Here’s an exercise: given a nice piece of code sitting in a file, how do you take that code and make it generic, in the style of an STL algorithm?
For our example, let’s consider an algorithm that isn’t (yet) in the STL. First, the problem it solves. Imagine that you have a set (in the mathematical sense, not the container sense) of numbers; discontiguous, unordered, and notionally taken from the positive integers, e.g.:
[latex]\{5,2,7,9,4,0,1\}[/latex]
What we want to find is the smallest number that isn’t included in the set. For the example given above, the answer is 3. If the set is sorted, the solution is apparent; adjacent_find
will find the first gap for us. So one solution would be:
// assuming our set is in an array or vector
std::sort(a.begin(), a.end());
auto p = std::adjacent_find(
a.begin(), a.end(),
[] (int x, int y) { return y-x > 1; });
int unused = a.back() + 1;
if (p != a.end())

- Given task 1:
Repeat a stretch of the text on making code generic in the style of an STL algorithm, verbatim, beginning at the words "Here’s an exercise: given" and stopping after "(p != a.end())".

- Records provided:
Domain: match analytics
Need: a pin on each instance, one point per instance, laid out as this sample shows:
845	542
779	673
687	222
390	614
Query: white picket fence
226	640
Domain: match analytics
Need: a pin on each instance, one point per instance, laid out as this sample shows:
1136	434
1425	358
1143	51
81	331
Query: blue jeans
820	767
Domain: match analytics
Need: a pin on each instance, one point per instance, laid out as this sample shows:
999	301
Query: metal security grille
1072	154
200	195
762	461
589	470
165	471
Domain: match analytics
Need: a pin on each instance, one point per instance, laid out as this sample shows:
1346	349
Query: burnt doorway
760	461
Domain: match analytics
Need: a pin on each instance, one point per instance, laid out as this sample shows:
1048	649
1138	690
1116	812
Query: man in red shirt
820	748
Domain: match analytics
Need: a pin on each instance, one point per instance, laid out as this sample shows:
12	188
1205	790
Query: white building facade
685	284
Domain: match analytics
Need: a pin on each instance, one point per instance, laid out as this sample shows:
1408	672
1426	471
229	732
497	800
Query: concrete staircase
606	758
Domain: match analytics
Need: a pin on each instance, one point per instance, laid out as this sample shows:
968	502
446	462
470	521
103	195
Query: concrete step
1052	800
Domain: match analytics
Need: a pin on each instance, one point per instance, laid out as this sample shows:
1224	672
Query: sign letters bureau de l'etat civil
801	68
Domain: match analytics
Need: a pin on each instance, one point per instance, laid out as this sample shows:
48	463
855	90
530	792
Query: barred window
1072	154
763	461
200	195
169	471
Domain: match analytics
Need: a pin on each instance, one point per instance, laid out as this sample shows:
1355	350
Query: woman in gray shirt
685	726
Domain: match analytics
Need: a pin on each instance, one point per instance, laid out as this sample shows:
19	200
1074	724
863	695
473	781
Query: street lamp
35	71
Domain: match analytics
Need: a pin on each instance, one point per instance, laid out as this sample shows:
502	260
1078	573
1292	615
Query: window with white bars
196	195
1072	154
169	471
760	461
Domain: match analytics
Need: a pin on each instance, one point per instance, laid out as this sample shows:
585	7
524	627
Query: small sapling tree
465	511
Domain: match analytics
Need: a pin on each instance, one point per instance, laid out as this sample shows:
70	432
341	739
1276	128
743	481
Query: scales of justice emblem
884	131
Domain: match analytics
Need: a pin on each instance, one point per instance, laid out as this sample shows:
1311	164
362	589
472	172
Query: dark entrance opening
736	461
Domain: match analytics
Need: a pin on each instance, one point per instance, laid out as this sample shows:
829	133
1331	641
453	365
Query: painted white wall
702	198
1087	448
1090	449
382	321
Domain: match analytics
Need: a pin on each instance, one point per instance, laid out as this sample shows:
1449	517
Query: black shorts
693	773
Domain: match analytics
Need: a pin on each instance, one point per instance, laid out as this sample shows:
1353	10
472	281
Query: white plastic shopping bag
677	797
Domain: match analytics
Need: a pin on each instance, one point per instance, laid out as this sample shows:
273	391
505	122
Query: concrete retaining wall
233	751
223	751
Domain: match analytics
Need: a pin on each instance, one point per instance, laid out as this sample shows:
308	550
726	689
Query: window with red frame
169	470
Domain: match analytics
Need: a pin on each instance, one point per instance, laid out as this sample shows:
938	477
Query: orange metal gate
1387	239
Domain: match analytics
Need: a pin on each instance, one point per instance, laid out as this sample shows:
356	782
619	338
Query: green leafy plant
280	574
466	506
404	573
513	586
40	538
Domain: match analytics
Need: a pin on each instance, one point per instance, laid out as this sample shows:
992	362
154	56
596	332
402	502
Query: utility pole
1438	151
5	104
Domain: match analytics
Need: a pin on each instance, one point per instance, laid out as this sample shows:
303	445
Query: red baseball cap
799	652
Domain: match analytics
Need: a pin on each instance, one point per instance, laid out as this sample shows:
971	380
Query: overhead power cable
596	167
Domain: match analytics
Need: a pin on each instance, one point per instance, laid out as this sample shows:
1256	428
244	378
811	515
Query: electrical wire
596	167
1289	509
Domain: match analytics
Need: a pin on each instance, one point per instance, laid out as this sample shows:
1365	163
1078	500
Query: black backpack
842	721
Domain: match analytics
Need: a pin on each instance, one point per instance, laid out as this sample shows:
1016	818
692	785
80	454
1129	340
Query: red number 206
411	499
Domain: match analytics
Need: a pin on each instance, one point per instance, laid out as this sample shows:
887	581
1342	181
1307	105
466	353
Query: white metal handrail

==

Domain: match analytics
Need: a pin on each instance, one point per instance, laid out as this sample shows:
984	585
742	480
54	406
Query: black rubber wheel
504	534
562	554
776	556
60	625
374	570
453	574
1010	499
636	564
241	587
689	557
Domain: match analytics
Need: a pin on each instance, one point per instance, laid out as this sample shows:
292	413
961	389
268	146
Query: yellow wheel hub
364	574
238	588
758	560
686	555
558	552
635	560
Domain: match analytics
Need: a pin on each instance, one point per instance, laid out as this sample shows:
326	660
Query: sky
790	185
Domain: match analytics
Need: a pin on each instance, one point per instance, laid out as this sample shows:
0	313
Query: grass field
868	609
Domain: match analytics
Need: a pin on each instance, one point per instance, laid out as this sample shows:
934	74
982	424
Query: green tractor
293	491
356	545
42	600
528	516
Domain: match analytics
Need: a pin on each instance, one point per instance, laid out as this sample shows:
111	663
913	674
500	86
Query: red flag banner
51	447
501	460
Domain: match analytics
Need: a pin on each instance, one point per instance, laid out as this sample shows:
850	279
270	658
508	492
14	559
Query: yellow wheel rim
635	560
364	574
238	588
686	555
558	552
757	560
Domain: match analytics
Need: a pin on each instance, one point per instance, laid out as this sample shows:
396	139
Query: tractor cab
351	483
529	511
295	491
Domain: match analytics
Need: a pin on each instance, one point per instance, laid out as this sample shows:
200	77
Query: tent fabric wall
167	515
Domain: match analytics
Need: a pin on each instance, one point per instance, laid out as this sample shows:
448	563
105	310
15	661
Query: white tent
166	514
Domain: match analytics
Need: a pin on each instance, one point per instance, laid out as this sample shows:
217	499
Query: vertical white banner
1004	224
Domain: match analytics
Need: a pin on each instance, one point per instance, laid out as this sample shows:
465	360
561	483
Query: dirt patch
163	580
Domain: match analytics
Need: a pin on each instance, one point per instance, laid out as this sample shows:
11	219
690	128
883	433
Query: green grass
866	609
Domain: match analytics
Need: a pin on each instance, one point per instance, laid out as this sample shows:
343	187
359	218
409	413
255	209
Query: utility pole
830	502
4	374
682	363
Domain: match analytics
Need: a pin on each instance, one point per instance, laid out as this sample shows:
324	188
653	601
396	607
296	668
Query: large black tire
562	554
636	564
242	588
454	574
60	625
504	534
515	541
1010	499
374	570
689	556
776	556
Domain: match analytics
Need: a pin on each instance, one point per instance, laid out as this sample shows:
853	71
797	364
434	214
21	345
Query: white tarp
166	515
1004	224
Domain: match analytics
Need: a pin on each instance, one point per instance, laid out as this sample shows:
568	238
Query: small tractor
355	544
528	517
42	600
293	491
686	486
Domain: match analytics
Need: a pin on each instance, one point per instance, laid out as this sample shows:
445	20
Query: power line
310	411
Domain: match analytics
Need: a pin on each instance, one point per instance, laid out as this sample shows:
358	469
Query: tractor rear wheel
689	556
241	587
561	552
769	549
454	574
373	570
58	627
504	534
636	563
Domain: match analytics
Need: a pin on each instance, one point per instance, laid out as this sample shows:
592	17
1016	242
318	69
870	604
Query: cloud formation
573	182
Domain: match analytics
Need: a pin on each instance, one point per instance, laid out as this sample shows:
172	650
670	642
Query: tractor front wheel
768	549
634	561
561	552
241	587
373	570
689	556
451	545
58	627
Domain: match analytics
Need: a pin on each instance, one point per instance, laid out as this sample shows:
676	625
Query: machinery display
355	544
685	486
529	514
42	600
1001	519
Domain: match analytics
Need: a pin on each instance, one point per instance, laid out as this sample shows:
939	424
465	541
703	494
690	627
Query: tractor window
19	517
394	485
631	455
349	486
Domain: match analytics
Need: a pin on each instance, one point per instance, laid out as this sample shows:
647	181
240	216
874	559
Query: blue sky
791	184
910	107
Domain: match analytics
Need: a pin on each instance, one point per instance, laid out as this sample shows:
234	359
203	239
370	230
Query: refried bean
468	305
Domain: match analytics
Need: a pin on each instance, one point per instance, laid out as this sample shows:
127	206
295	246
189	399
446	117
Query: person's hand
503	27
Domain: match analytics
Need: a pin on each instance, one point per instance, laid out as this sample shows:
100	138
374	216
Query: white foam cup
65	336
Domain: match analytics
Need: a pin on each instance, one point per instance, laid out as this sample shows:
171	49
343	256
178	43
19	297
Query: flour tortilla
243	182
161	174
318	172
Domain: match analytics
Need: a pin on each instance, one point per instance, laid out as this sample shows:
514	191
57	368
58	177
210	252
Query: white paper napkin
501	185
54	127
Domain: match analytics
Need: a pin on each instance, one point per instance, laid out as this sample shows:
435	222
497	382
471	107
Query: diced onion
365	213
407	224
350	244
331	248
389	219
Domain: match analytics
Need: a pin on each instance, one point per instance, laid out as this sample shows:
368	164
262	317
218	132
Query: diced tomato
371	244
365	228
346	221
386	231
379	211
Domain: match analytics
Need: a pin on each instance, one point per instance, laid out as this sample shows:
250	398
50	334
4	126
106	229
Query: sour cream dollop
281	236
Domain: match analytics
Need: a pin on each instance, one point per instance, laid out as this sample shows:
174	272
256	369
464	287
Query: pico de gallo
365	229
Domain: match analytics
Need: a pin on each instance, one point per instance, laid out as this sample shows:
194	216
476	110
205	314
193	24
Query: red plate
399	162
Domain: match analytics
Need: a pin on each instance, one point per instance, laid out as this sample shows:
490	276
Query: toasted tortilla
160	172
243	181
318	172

* * *

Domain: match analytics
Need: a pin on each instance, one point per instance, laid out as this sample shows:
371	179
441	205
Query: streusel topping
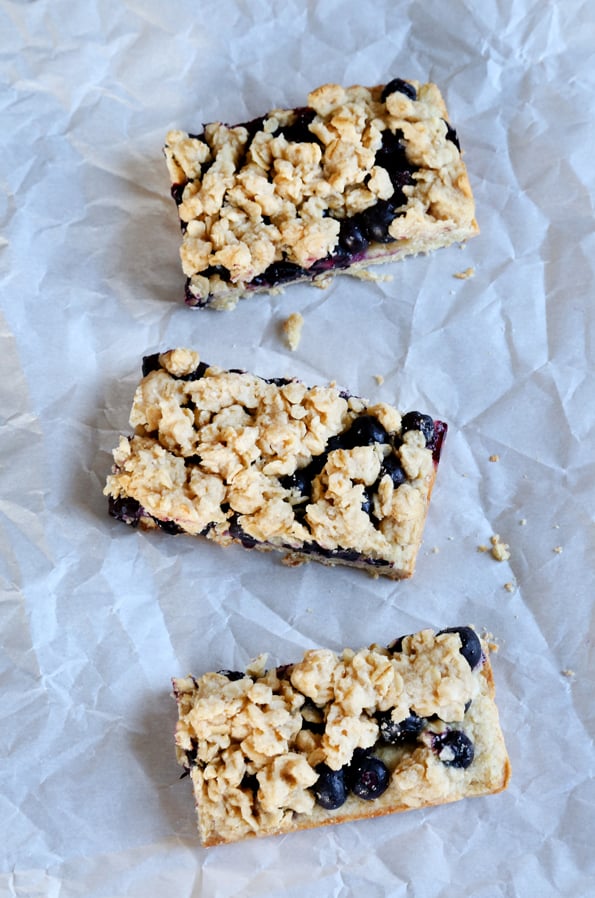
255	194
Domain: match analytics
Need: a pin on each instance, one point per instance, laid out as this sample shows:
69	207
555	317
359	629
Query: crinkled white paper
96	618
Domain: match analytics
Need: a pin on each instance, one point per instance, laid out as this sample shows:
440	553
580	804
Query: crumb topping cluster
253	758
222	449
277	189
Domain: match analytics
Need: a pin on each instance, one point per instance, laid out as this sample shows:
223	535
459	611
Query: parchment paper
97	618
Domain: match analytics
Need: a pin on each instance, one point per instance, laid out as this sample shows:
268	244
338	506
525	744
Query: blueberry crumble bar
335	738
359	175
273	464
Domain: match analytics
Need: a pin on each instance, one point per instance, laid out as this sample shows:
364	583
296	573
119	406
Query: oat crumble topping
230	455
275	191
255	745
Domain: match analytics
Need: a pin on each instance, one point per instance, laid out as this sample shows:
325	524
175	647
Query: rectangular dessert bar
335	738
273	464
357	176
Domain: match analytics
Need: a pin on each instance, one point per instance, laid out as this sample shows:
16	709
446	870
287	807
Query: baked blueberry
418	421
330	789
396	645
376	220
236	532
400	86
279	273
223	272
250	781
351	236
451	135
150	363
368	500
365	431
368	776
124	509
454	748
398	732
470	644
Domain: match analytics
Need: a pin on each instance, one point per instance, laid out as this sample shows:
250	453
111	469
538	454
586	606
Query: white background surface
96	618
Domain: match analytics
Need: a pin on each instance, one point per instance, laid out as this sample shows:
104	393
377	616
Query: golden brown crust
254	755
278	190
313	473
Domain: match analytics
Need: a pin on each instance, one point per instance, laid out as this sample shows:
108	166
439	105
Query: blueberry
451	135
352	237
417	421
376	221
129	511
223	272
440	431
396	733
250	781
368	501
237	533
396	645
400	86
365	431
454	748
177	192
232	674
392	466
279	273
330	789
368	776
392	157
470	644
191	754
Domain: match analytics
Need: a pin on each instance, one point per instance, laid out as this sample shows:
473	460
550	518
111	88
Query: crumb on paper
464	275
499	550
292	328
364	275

- Given task 2:
Which lines in the entries contain the string "blueberry"? Copy every such line, treating uppercase and lowercase as different.

- Full answer 1:
Here’s an exercise: given a nice piece of code sitting in a file, how do you take that code and make it generic, in the style of an STL algorithm?
For our example, let’s consider an algorithm that isn’t (yet) in the STL. First, the problem it solves. Imagine that you have a set (in the mathematical sense, not the container sense) of numbers; discontiguous, unordered, and notionally taken from the positive integers, e.g.:
[latex]\{5,2,7,9,4,0,1\}[/latex]
What we want to find is the smallest number that isn’t included in the set. For the example given above, the answer is 3. If the set is sorted, the solution is apparent; adjacent_find
will find the first gap for us. So one solution would be:
// assuming our set is in an array or vector
std::sort(a.begin(), a.end());
auto p = std::adjacent_find(
a.begin(), a.end(),
[] (int x, int y) { return y-x > 1; });
int unused = a.back() + 1;
if (p != a.end())

- Full answer 2:
Query: blueberry crumble bar
Query: baked blueberry
Query: blueberry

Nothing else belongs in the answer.